● DIRECTIONS FOR THIS TASK
Reproduce each of the records below word for word, keeping every line in its original order.

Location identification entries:

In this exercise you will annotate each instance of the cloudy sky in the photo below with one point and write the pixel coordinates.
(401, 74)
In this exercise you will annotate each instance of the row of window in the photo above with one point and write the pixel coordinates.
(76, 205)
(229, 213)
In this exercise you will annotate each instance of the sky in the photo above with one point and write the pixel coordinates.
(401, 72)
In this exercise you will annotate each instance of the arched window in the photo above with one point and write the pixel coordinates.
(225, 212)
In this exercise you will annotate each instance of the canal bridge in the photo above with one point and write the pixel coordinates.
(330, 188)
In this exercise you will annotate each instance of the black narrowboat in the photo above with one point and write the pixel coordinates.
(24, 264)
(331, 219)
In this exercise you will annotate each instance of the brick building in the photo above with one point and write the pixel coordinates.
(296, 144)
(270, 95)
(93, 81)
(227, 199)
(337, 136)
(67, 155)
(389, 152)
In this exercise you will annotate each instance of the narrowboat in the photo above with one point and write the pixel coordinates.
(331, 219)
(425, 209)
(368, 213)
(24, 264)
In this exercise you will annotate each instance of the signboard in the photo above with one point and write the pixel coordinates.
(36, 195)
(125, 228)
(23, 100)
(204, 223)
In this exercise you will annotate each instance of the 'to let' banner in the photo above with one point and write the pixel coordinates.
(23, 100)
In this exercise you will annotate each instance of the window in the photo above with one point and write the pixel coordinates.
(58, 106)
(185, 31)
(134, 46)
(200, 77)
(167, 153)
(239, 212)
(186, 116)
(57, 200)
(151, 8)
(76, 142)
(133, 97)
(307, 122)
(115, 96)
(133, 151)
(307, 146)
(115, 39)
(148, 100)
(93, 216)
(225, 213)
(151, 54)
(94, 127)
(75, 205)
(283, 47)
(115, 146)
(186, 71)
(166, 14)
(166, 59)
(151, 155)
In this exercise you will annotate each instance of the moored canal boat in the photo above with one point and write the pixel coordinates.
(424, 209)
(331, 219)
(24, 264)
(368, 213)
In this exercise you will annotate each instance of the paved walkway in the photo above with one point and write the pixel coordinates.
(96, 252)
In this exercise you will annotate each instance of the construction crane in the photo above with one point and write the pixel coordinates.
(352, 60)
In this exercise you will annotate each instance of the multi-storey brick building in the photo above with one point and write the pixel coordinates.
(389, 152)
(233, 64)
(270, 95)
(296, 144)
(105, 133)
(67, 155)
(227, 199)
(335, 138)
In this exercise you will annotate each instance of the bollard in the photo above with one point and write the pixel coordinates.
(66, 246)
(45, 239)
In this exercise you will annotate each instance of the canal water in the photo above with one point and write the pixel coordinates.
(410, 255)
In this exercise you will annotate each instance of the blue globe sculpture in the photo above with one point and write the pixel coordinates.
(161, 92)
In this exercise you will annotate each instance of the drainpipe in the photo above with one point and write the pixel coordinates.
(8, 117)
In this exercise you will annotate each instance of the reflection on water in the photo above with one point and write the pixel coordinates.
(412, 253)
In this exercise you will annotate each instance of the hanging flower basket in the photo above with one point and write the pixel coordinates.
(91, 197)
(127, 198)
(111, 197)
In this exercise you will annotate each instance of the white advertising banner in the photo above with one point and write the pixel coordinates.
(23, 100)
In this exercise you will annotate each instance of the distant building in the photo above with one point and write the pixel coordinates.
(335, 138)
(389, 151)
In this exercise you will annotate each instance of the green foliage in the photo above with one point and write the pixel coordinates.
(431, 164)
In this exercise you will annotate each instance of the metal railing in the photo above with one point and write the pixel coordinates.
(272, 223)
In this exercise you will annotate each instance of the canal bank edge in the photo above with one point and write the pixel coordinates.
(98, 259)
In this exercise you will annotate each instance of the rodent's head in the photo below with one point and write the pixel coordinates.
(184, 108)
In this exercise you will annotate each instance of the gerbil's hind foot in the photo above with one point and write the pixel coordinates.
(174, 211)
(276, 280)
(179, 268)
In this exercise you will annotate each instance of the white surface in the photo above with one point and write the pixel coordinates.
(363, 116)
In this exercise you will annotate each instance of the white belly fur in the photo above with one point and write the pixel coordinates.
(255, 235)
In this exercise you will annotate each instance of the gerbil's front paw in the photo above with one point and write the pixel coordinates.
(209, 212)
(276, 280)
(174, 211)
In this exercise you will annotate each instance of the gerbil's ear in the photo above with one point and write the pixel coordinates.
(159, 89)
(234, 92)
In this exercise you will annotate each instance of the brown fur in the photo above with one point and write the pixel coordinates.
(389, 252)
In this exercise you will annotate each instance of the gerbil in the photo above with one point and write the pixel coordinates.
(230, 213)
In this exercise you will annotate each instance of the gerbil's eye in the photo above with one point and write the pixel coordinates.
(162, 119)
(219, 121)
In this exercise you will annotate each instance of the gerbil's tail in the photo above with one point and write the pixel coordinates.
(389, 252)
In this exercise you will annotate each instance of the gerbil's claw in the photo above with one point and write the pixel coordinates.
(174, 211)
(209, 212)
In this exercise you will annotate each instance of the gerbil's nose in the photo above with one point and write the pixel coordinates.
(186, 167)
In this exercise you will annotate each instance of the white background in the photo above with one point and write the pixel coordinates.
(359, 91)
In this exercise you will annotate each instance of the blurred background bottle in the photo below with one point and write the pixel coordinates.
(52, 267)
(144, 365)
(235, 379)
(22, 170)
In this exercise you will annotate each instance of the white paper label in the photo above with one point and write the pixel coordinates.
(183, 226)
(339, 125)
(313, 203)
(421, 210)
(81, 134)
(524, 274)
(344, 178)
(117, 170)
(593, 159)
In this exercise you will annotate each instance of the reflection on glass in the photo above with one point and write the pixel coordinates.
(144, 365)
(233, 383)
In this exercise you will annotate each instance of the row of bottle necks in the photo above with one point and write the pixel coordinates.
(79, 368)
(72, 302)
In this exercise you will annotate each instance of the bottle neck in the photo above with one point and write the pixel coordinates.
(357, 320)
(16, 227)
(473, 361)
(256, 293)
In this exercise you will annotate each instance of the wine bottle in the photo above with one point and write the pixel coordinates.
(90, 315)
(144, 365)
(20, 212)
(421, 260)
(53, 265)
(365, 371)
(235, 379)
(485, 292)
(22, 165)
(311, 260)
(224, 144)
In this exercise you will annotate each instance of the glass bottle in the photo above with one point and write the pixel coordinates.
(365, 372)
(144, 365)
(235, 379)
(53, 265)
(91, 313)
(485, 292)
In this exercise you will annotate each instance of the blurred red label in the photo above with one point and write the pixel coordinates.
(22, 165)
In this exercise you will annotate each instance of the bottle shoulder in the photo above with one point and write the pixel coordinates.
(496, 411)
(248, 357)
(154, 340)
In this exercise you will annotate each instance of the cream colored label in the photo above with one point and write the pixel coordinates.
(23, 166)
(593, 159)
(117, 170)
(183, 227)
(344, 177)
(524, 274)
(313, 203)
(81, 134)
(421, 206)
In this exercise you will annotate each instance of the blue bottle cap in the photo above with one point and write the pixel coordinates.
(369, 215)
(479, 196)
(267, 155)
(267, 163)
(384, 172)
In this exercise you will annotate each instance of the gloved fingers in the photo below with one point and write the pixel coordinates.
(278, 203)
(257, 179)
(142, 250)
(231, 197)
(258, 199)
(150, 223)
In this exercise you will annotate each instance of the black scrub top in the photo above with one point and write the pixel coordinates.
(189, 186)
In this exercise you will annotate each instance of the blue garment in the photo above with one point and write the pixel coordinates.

● REPLY
In this exercise you will annotate each instance of the cloudy sky in the photo below with one point and write the pixel coordinates.
(401, 74)
In this exercise you will annotate each instance of the row of window in the photo above with one point and write the pixel coordinates.
(76, 205)
(229, 213)
In this exercise you will annotate each instance of the sky in the photo above with one point and write the pixel coordinates.
(401, 72)
In this exercise you will annotate each instance of the arched window in the photo above with one point and write the pixel coordinates.
(225, 212)
In this exercise you will annotate each instance of the canal bridge in the photo above with one point and write the pixel coordinates.
(330, 188)
In this exercise you will annotate each instance of the black narrowboat in the photo above with one point and write the pixel coordinates.
(24, 264)
(331, 219)
In this exercise you will annotate each instance of the brick building in the photo above with one point and write the pixel coordinates.
(296, 144)
(270, 95)
(93, 81)
(227, 199)
(337, 136)
(67, 155)
(389, 152)
In this exercise you will annotate each instance of the narrowboat in the photo above with one point and write the pixel coordinates.
(331, 219)
(425, 209)
(368, 213)
(24, 264)
In this exercise you will annotate each instance of the signboard in the photo above with one point and write the pixel coordinates.
(36, 195)
(125, 228)
(23, 100)
(204, 223)
In this exercise you will annotate each instance of the 'to let' banner in the photo above with one point and write the pixel coordinates.
(23, 100)
In this exercise you will annotate each instance of the window in the photo above with one point and write the pixel coordinates.
(58, 106)
(185, 31)
(134, 46)
(200, 77)
(167, 153)
(239, 212)
(186, 116)
(57, 200)
(151, 8)
(76, 142)
(133, 97)
(307, 122)
(115, 96)
(133, 151)
(307, 146)
(115, 39)
(148, 100)
(93, 216)
(225, 213)
(151, 54)
(94, 127)
(75, 205)
(283, 47)
(115, 146)
(186, 71)
(166, 14)
(166, 59)
(151, 155)
In this exercise you will annotate each instance of the moored canal boat in the photo above with one point and write the pixel coordinates.
(424, 209)
(331, 219)
(24, 264)
(368, 213)
In this exercise you will annotate each instance of the paved walkway in the photo above with one point and write the pixel coordinates.
(96, 252)
In this exercise you will annotate each instance of the construction crane in the photo above with one point and write the pixel coordinates.
(352, 60)
In this exercise you will annotate each instance of the multi-storey brick building in the photo above with one point and write the pixel coordinates.
(389, 152)
(233, 64)
(270, 95)
(296, 144)
(105, 133)
(67, 155)
(227, 199)
(335, 138)
In this exercise you will annotate each instance of the bollard in the photo above with one point and write the pixel coordinates.
(66, 246)
(45, 239)
In this exercise you will annotate each instance of the canal water in the photo above with one point and write the pixel coordinates.
(410, 255)
In this exercise you will annotate each instance of the blue globe sculpture in the photo above with one point and write the pixel coordinates.
(161, 92)
In this exercise you will annotate each instance of the drainpipe in the photo above with one point and write the pixel coordinates.
(8, 117)
In this exercise you will annotate each instance of the reflection on water in the photo above with one point and write the pixel coordinates.
(412, 253)
In this exercise you will annotate each instance of the hanging flower basket in the photo above with one point and write the pixel coordinates.
(91, 197)
(127, 198)
(111, 197)
In this exercise you will annotate each instance of the white advertising banner in the photo above with one point and write the pixel coordinates.
(23, 100)
In this exercise you will annotate each instance of the distant building in the photo above with one point and write the pixel coordinates.
(335, 138)
(389, 151)
In this exercise you will annotate each instance of the green foliage in the photo above with one point and write the pixel coordinates.
(431, 164)
In this exercise you will annotate each instance of the metal railing in the photo above with one point and write the pixel coordinates.
(272, 223)
In this exercise you will annotate each instance of the canal bank edge in the photo above with one point and write the pixel coordinates.
(98, 259)
In this exercise you will annotate each instance of the rodent's head in the photo below with one point and write the pixel coordinates.
(184, 108)
In this exercise you will annotate each instance of the gerbil's hind foot in the photo above with one point and write the pixel coordinates.
(174, 211)
(276, 280)
(179, 268)
In this exercise you will annotate each instance of the white surface in the photo above with one point and write the pixel coordinates.
(363, 116)
In this exercise you will annotate each instance of the white belly fur in the photo above with one point and write the pixel coordinates.
(255, 235)
In this exercise you will annotate each instance of the gerbil's front paw in the photo above with one point and write the pixel coordinates.
(209, 212)
(276, 280)
(174, 211)
In this exercise you will annotate each instance of the gerbil's ear in the photo above with one point and write the pixel coordinates.
(159, 89)
(234, 92)
In this exercise you will annotate each instance of the brown fur in the photo above with one point and write the pixel coordinates.
(389, 252)
In this exercise you will annotate each instance of the gerbil in the photo above with one point and write the pixel coordinates.
(230, 213)
In this exercise you will annotate each instance of the gerbil's eye in the photo above with one point and write the pixel coordinates.
(162, 119)
(219, 121)
In this exercise you will annotate each instance of the gerbil's tail in the photo above with one point and write the pixel coordinates.
(389, 252)
In this exercise you will annotate each instance of the gerbil's claw in the photo above with one point and write the pixel coordinates.
(174, 211)
(209, 212)
In this exercise you will annotate each instance of the gerbil's nose in the photo above with one point and write the pixel coordinates.
(186, 167)
In this exercise you will annotate each instance of the white background in the photo above with one point and write the pixel coordinates.
(359, 91)
In this exercise you will annotate each instance of the blurred background bottle in the photo below with one point and write the pixel coordinates.
(52, 267)
(144, 365)
(235, 379)
(22, 170)
In this exercise you will annotate each instance of the white paper label in the photo above with one point and write the pixel coordinates.
(183, 226)
(339, 125)
(313, 203)
(421, 210)
(81, 134)
(524, 274)
(344, 178)
(117, 170)
(593, 159)
In this exercise you will annotate each instance of the reflection on glass in the photo above with one point and write the pixel coordinates.
(144, 365)
(233, 383)
In this exercise you will annotate each instance of the row of bottle necks in the photo above with one point and write the pixel coordinates.
(79, 368)
(72, 302)
In this exercise you will annotate each instance of the bottle neck in the photo above with one point and write the pixel coordinates.
(357, 320)
(16, 227)
(473, 361)
(256, 293)
In this exercise you will annotate each instance of the wine bottle in the photo above with one point and write the pixel coordinates.
(90, 315)
(144, 365)
(20, 212)
(421, 260)
(53, 265)
(365, 371)
(235, 379)
(485, 292)
(22, 165)
(311, 260)
(224, 144)
In this exercise you will annotate each instance of the glass bottle in the photo above with one point and write the pixel coordinates.
(365, 372)
(144, 365)
(235, 379)
(53, 265)
(91, 313)
(485, 292)
In this exercise you will annotate each instance of the blurred red label in the photo above with one point and write the pixel coordinates.
(22, 165)
In this exercise you will annotate each instance of the bottle shoulder in the photo above with one point and write the pixel coordinates.
(496, 411)
(248, 357)
(154, 340)
In this exercise you will annotate each instance of the cream colored label in the photo above with one point and write the pixel coordinates.
(23, 166)
(593, 159)
(117, 170)
(183, 227)
(344, 177)
(524, 274)
(313, 203)
(81, 134)
(421, 206)
In this exercise you will annotate each instance of the blue bottle cap in the photo above with one point and write the pixel coordinates.
(369, 215)
(479, 196)
(267, 155)
(267, 163)
(384, 172)
In this exercise you will annotate each instance of the gloved fingers in the photo below with one point and write the pixel coordinates.
(278, 203)
(257, 179)
(142, 250)
(231, 197)
(258, 199)
(150, 223)
In this exercise you will annotate each instance of the black scrub top in the photo above with one point and write the pixel coordinates.
(189, 186)
In this exercise you will annotate each instance of the blue garment in the photo above with one point and write the pixel coordinates.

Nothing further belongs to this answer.